> **SHORT TASK**:
Locate the line containing "the black tunic" in the material below; repeat it and every line after it, exactly as written.

> **Records from a data source**:
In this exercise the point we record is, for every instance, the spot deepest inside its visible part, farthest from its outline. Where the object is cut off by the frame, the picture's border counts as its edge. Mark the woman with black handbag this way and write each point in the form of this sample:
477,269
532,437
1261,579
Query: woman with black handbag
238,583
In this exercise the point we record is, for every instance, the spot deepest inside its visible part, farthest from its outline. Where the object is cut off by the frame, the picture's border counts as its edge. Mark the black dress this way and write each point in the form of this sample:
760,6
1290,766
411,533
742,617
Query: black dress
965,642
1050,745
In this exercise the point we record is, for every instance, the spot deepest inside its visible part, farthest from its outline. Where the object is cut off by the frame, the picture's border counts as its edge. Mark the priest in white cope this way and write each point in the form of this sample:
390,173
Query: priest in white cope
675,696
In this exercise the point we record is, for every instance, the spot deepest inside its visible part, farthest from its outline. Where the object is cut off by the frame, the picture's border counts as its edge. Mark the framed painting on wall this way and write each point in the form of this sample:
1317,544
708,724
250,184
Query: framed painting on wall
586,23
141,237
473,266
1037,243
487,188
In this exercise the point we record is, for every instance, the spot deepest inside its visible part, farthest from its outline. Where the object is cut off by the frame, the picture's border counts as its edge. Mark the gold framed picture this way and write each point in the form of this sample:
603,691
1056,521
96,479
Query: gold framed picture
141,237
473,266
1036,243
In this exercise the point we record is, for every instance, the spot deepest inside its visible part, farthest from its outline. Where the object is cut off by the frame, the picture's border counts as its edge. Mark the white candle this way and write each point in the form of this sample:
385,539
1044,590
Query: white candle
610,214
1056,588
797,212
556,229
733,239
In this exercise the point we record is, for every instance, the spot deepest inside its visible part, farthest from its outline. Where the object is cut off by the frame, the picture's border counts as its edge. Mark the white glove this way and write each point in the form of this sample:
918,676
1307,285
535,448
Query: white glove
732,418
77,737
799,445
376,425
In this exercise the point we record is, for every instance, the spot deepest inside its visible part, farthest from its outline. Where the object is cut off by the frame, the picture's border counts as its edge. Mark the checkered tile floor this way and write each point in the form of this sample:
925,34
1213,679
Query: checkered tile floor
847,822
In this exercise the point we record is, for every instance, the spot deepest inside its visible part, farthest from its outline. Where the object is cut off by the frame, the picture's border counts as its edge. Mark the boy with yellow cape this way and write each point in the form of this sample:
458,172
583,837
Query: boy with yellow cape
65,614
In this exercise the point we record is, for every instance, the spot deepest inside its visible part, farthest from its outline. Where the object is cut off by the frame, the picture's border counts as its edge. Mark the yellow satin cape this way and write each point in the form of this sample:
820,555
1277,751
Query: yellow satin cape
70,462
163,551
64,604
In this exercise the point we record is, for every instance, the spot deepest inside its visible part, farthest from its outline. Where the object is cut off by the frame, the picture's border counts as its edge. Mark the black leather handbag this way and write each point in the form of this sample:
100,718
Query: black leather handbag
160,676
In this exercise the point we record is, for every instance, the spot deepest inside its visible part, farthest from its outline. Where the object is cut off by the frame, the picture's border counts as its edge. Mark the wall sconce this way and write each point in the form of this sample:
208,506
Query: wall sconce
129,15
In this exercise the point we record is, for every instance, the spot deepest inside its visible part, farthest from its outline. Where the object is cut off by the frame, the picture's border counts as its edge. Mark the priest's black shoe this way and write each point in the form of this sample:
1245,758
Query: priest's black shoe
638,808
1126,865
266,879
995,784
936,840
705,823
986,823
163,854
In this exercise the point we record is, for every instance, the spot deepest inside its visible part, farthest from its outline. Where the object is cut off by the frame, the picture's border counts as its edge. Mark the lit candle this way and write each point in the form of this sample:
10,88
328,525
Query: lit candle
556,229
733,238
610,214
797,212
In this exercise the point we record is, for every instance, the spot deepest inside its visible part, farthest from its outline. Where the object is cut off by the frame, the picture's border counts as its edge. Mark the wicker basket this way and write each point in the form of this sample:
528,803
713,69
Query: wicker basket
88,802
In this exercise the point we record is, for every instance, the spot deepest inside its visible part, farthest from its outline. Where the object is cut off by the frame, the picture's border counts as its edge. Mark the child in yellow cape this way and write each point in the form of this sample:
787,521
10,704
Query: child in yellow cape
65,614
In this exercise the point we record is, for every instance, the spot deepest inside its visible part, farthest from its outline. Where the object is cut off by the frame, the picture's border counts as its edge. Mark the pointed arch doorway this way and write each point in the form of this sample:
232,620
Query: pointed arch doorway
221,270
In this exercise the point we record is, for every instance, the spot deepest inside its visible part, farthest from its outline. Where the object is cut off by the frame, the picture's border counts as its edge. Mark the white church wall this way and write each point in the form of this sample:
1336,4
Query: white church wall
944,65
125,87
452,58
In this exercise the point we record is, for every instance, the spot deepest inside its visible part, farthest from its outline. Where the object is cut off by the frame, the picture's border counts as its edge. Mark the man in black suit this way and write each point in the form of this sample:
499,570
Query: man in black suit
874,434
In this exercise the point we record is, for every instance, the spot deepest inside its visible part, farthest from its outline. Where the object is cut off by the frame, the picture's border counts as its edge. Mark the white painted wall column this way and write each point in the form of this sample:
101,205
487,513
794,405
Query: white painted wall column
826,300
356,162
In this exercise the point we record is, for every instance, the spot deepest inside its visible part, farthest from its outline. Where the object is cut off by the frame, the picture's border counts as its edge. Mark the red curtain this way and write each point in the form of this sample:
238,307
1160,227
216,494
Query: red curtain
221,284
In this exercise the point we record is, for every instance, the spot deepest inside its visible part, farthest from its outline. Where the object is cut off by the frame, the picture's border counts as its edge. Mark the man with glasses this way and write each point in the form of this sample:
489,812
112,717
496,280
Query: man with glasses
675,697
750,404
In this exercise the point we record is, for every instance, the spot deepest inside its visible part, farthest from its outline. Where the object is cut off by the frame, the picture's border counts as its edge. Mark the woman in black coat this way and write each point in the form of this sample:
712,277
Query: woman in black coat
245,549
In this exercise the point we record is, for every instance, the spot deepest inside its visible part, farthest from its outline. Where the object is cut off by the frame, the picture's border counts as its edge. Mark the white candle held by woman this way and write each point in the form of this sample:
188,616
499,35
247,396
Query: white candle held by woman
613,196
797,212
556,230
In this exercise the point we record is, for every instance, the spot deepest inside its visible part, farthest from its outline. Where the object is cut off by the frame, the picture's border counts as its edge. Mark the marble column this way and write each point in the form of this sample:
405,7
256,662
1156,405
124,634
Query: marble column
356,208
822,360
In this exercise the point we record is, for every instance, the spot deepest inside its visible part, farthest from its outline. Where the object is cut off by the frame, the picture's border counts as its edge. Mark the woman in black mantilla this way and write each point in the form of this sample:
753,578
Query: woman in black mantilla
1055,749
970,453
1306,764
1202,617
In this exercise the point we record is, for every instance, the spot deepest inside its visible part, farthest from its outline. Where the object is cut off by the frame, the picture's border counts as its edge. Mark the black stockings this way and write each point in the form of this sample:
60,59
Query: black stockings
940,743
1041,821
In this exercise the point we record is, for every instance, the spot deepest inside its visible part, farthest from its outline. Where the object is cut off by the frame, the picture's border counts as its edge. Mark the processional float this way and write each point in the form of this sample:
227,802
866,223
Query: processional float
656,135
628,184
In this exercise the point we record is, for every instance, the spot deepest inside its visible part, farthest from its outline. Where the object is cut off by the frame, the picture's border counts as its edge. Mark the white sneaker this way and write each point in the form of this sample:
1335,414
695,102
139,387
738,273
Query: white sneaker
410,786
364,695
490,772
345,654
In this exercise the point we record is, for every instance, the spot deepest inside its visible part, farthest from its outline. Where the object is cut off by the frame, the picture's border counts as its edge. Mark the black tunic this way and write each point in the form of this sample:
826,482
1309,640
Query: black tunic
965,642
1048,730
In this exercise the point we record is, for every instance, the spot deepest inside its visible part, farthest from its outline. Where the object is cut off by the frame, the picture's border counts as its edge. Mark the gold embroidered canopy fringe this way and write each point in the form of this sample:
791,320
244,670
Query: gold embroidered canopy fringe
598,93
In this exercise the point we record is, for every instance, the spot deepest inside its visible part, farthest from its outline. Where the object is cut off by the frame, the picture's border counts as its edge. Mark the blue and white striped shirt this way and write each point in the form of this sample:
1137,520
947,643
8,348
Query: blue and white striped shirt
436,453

> **REPLY**:
In this exercise the point we record is, for every instance, the spot deepest inside its visible part, farthest from its outline. Where the object is cut off by the frame, the picture's border counts as its edge. Mark the black tunic this way and write each point in the form of this sample:
826,482
1309,640
Query: black tunic
965,642
1048,730
In this exercise the point we record is, for every instance, the spot deepest inside its visible part, farthest from its outline. Where the object is cut off by the frame, the picture's border counts as its edge. Mark the gold embroidered canopy fringe this way and write each point in the form of this sample:
791,320
244,670
Query: gold embroidered canopy fringe
598,93
In this exercise the point we record is, for every instance, the spot deepest inside its visible part, farthest from its outline. Where the object is cut off by the frame, the picture's border counts as its edge. Mark the blue and white striped shirt this way and write each point in the form of this sample:
1137,520
947,643
8,348
Query: blue and white striped shirt
436,453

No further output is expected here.